▶ _EXCERPTED TEXT_
-*-*-
In light of an expected $54 billion budget deficit following the COVID-19 economic shutdown, Gov. Gavin Newsom announced budget cuts including a reduction of $7 billion to local school districts.
The cutbacks may be deeper than those made during the last decade’s recession, which has led California school officials to sound the alarms.
“We believe our school districts can’t reopen safely if they have to implement these kinds of cuts,” California Superintendent of Public Instruction Tony Thurmond said last week. Despite an influx of federal dollars from two stimulus packages, Thurmond wants more federal assistance.
Newsom and four other Western governors have asked the feds to provide an eye-popping $1 trillion. Such a massive bailout seems unlikely given the needs of other states, the exploding deficit and the political reality of a Republican administration that’s not particularly sympathetic to the plight of big-spending blue states.
Some obvious facts are lost in these discussions. Despite record-setting funding levels and slowing student populations, “local school districts are hitting the panic button,” wrote the Los Angeles Times’ John Myers in May 2019 — long before anyone had heard of coronavirus. Schools had been facing skyrocketing special-education, pension and health-care costs, leading to “compelling evidence that the status quo is unsustainable.”
Before the crisis, Newsom had announced a budget that was generous to public schools. But his proposed 2.29 percent cost-of-living adjustment upset school officials, who had sought a 3 percent hike. “Districts are complaining that the difference … is compounding an already financially fraught year, in which there’s not enough money to cover basic operating expenses,” as EdSource reported in March.
School officials now are complaining about layoffs, which likely are necessary given dropping revenues. They had, however, been warning about that possibility before the latest reductions. As usual, debates about California’s public schools center on funding formulas, rather than educational outcomes.
The goal of public schools should be to effectively teach schoolchildren — not maintain growing administrative fiefdoms and world-class retirement benefits. Unions should have a voice in the process, but their employee-protection priorities shouldn’t top the list. Yet once again, these bureaucratic priorities are dominating the school debate.
In recent years, the Legislature and governor have imposed restrictions on charter schools, which have had a remarkable record at boosting student achievement in a cost-effective way. The California auditor found last year that the state “does not explicitly require districts to spend their supplemental and concentration funds on the intended student groups or to track how they spend those funds.” That issue was never resolved.
California’s student performance has not noticeably improved over the past decade, even as public-school budgets have soared by 60 percent.
Nevertheless, Thurmond and others would have us believe the main obstacle to safely operating the public schools is a lack of additional money. At some point, we’d hope the state’s educational brain trusts might realize that they need to focus on other subjects than accounting.
Here’s the reality: A bailout won’t fix the fundamental budget problems faced by the state’s public schools, which long predate the COVID-19 budget shortfalls. It’s time for state officials to focus on serious reforms that boost education outcomes and not just incoming dollars. The solution will come from creativity here at home, not from federal bailouts.
-*-*-
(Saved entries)
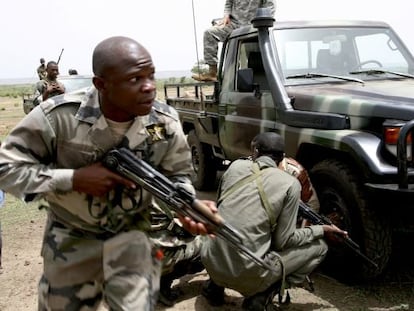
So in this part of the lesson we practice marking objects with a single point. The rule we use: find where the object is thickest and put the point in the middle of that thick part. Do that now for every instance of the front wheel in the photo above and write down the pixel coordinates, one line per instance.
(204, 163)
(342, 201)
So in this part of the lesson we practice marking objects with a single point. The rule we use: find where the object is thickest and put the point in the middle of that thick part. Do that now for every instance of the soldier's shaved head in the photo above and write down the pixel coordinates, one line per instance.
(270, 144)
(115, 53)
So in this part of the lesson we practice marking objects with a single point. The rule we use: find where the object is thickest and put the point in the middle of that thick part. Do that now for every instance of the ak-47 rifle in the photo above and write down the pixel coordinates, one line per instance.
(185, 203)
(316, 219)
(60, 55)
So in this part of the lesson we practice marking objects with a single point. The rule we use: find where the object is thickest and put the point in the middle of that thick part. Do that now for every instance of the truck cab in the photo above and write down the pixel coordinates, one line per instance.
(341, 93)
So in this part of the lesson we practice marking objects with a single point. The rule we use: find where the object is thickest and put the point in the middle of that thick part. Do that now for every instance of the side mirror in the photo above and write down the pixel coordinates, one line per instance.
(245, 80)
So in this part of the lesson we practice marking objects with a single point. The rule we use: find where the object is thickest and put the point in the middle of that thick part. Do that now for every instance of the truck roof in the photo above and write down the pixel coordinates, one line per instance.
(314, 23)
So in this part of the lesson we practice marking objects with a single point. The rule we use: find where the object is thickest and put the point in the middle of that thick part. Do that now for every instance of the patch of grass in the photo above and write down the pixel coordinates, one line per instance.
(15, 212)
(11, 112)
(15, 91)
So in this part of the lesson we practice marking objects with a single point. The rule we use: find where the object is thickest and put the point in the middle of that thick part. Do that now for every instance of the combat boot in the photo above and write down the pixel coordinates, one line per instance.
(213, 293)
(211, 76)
-*-*-
In the California school budget text, what cost-of-living adjustment did Newsom propose, and what hike had school officials sought?

Newsom proposed a 2.29 percent cost-of-living adjustment, while school officials had sought a 3 percent hike.